_Stated goal_: Please reproduce every one of the rows below word for word, leaving the pictures out.

_Extracted entries_:
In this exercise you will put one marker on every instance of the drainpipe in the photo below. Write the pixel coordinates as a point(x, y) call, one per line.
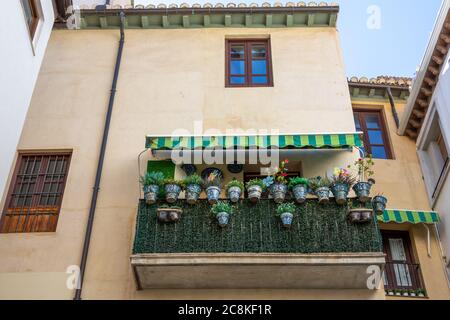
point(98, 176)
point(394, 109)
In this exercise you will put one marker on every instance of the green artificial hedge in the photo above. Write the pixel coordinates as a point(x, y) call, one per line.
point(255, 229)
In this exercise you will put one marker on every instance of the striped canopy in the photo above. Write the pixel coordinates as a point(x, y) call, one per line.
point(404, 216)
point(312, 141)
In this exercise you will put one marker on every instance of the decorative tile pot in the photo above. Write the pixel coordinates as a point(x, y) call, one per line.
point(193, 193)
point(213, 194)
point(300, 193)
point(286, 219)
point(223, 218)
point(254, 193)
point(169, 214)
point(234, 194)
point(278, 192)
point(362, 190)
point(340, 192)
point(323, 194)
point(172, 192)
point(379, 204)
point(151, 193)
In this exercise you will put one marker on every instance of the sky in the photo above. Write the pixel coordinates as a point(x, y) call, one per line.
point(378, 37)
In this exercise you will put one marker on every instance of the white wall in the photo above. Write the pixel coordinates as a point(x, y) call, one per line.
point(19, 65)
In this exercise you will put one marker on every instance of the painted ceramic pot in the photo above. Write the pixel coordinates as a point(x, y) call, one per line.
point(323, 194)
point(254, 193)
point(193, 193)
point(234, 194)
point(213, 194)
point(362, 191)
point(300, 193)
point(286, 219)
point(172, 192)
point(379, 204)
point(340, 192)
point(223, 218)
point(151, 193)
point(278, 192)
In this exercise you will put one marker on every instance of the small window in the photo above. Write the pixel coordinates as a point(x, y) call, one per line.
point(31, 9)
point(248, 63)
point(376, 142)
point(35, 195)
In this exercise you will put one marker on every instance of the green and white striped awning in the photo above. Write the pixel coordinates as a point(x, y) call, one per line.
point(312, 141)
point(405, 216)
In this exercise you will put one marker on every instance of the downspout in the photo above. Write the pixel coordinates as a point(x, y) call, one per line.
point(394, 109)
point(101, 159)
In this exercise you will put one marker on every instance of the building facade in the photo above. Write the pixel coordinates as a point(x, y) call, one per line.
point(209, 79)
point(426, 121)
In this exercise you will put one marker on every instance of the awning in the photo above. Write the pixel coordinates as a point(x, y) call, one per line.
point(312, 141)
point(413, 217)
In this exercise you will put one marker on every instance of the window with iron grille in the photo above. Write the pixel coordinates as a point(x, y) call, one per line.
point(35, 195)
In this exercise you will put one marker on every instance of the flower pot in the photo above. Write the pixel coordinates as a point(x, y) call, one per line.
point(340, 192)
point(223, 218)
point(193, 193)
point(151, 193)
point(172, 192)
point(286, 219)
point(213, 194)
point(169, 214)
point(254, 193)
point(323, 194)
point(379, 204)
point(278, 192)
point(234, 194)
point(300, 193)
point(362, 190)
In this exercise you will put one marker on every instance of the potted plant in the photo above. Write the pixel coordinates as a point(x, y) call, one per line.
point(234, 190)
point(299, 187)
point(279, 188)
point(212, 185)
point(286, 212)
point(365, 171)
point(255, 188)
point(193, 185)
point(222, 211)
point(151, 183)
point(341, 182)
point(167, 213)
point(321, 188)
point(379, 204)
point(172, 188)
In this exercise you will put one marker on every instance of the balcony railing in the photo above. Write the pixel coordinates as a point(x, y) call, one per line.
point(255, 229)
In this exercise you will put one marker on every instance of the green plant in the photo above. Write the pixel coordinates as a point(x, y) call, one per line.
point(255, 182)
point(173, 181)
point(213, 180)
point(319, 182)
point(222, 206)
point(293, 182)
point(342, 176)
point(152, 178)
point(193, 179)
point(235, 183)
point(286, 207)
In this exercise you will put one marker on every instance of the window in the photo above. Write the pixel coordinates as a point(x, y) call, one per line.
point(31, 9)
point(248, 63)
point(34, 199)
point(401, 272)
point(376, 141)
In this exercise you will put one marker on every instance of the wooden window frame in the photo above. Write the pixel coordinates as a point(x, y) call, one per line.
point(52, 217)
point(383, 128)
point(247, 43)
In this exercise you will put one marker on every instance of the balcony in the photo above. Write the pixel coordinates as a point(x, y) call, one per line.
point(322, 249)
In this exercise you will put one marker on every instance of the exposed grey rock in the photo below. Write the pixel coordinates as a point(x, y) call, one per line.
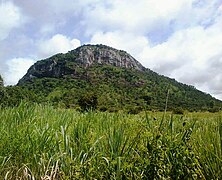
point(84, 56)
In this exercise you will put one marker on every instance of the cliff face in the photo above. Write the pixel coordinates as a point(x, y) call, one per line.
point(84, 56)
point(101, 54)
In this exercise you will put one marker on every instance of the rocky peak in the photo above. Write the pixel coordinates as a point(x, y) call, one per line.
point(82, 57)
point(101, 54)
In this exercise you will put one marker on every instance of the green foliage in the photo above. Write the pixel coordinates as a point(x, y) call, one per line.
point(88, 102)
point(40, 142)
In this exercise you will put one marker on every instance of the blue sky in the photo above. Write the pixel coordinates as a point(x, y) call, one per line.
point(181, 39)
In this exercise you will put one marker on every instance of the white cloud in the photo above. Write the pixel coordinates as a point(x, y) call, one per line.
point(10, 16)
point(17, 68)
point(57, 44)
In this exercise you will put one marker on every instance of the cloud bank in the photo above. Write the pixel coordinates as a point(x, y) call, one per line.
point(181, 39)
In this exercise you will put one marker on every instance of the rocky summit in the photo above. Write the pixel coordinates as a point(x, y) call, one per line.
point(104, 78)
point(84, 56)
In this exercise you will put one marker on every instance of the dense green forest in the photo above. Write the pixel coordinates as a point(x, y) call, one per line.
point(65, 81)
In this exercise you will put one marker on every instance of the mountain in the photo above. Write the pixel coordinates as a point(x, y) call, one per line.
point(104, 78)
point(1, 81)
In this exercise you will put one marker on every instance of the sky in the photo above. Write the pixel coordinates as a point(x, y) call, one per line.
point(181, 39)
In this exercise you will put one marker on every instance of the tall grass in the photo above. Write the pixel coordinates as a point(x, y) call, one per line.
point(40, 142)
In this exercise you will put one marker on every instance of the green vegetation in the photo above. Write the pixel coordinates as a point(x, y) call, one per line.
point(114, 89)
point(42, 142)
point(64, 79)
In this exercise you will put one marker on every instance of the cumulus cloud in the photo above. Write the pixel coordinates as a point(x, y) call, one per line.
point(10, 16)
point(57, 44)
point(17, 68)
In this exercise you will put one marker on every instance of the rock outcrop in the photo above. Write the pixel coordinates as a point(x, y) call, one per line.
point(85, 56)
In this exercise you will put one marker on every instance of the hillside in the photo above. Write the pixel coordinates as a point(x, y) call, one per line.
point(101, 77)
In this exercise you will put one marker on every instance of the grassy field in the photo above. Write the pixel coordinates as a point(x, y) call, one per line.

_Task response_:
In this exercise you will put one marker on every instance of the drainpipe in the photo below. Write the pixel coordinates as a point(x, y) call, one per line.
point(98, 176)
point(394, 109)
In this exercise you will put one marker on every instance of the green artificial hedge in the photo above. Write the pixel coordinates as a point(x, y) call, one per line.
point(255, 229)
In this exercise you will put one marker on every instance of the striped canopy in the photo above. Write the pixel coordinates as a point(x, y) call, one per line.
point(404, 216)
point(312, 141)
In this exercise you will put one marker on every instance of the decorative tile pot in the photo above. Write the pixel coordinates as a point(x, y) call, one per line.
point(193, 193)
point(213, 194)
point(300, 193)
point(286, 219)
point(223, 218)
point(254, 193)
point(169, 214)
point(234, 194)
point(278, 192)
point(362, 190)
point(340, 192)
point(323, 194)
point(172, 192)
point(379, 204)
point(151, 193)
In this exercise you will put one marker on every instance of the sky in the photo above. Write the pixel coordinates as a point(x, y) call, one per line.
point(378, 37)
In this exercise you will put one marker on every instance of the white wall in the photo above. Write the pixel coordinates as a point(x, y) call, one per line.
point(19, 65)
In this exercise you will put one marker on every instance of the painted ceramic pot in the photo above. Write the pixel coordinates as a point(x, y) call, one per line.
point(323, 194)
point(254, 193)
point(193, 193)
point(234, 194)
point(213, 194)
point(362, 191)
point(300, 193)
point(286, 219)
point(172, 192)
point(379, 204)
point(340, 192)
point(223, 218)
point(151, 193)
point(278, 192)
In this exercise you will put one marker on every instance of the small window in the photo above. Write the pixel coordinates as a point(x, y) call, one per line.
point(31, 9)
point(248, 63)
point(376, 142)
point(35, 195)
In this exercise you will put one marker on every instance of the green and white striped awning in the photo above. Write the pixel coordinates as a point(x, y) call, one per line.
point(312, 141)
point(405, 216)
In this exercise you will put one marker on every instance of the downspout in the photo above. Write the pixel coordinates as a point(x, y) call, one per line.
point(394, 109)
point(101, 159)
In this exercise you will put one marker on every instance of the building facade in the photo above. Write the pixel coordinates as a point(x, y) call, one per line.
point(209, 79)
point(426, 121)
In this exercise you will put one marker on every instance of the awning in the photo above. Write the pixel coordinates as a point(x, y) call, one per line.
point(312, 141)
point(413, 217)
In this exercise you will put one marker on every instance of the window with iron grille in the photo above. Write the pixel coordinates as a point(x, y) call, one per line.
point(35, 195)
In this exercise you will put one marker on every instance of the flower pot in the photo above. Write the pixel coordinates as a point(x, y) call, one per line.
point(340, 192)
point(223, 218)
point(193, 193)
point(151, 193)
point(172, 192)
point(286, 219)
point(213, 194)
point(169, 214)
point(254, 193)
point(323, 194)
point(379, 204)
point(278, 192)
point(234, 194)
point(300, 193)
point(362, 190)
In this exercise you will put one marker on every instance of the potted plant in the photo above. Write the pixel coordinates as a point(x, y) call, one per line.
point(234, 190)
point(299, 187)
point(279, 188)
point(212, 185)
point(286, 212)
point(365, 171)
point(255, 188)
point(193, 185)
point(222, 211)
point(151, 183)
point(341, 182)
point(167, 213)
point(321, 188)
point(379, 204)
point(172, 188)
In this exercise you will put one marker on every instance of the balcony railing in the photo above. Write the pixel coordinates as a point(x, y) call, one per line.
point(255, 229)
In this exercise you will put one marker on every instance of the green plant in the photo above. Write the pixel coordinates as a point(x, y) call, one per line.
point(255, 182)
point(173, 181)
point(213, 180)
point(319, 182)
point(222, 206)
point(293, 182)
point(342, 176)
point(152, 178)
point(193, 179)
point(235, 183)
point(286, 207)
In this exercise you will put one marker on every instance of the window in the photo above. Write the pixel coordinates as a point(x, y) call, one per line.
point(31, 9)
point(248, 63)
point(34, 199)
point(401, 272)
point(376, 141)
In this exercise you will put one marker on every instance of the wooden window frame in the photo above. Write the pixel coordinates as a point(x, y) call, one per line.
point(52, 217)
point(383, 128)
point(247, 43)
In this exercise you will put one marker on every instance of the balcony in the photo above. Write the pixel coordinates as a point(x, y) call, one per line.
point(322, 249)
In this exercise you will put one marker on every instance of the exposed grey rock in the photo below. Write the pixel coordinates as a point(x, y) call, one per line.
point(84, 56)
In this exercise you will put one marker on every instance of the cliff face in the photo above. Write the pixel coordinates as a point(x, y) call, one per line.
point(84, 56)
point(101, 54)
In this exercise you will put one marker on every instance of the rocky peak in the photo above. Write the pixel coordinates as a point(x, y) call, one per line.
point(82, 57)
point(101, 54)
In this exercise you will put one marker on every instance of the green foliage in the photo above. Write the pixel coordinates as a point(x, y) call, one per line.
point(88, 102)
point(40, 142)
In this exercise you will put one marker on every instance of the blue sky in the photo above. Write the pixel coordinates as a point(x, y) call, one per line.
point(181, 39)
In this exercise you will put one marker on every instance of the white cloud in the photo above. Write the pixel coordinates as a point(x, y) call, one per line.
point(10, 16)
point(17, 68)
point(57, 44)
In this exercise you will put one marker on every instance of the cloud bank in the photo above. Write the pixel coordinates as a point(x, y) call, one per line.
point(181, 39)
In this exercise you will put one marker on every instance of the rocky summit in the photo above. Write the pixel coordinates as a point(x, y) call, one per line.
point(104, 78)
point(84, 56)
In this exercise you will put one marker on every instance of the dense green forest in the photo above. Write the pixel coordinates as a point(x, y) call, one per line.
point(65, 81)
In this exercise you will put one marker on every instance of the mountain in the photo above. Write the pixel coordinates as a point(x, y) call, one per line.
point(104, 78)
point(1, 81)
In this exercise you will put one marker on every instance of the sky in the photo above. Write the pixel coordinates as a point(x, y) call, one per line.
point(181, 39)
In this exercise you will put one marker on every instance of the tall grass in the photo above. Write the pixel coordinates as a point(x, y) call, one per line.
point(40, 142)
In this exercise you will put one marker on every instance of the green vegetation in the photo above. Write the pixel coordinates as a point(x, y) call, one per line.
point(114, 89)
point(42, 142)
point(64, 79)
In this exercise you will put one marker on every instance of the cumulus cloud in the photo above. Write the pixel coordinates as a point(x, y) call, one per line.
point(10, 16)
point(57, 44)
point(17, 68)
In this exercise you will put one marker on every instance of the rock outcrop in the photo above. Write the pixel coordinates as a point(x, y) call, one per line.
point(85, 56)
In this exercise you will put one marker on every instance of the hillside in the photo above. Write the pixel coordinates as a point(x, y) call, one per line.
point(101, 77)
In this exercise you will put one marker on every instance of the grassy field in the photo above. Write the pixel coordinates as a point(x, y) call, one per line.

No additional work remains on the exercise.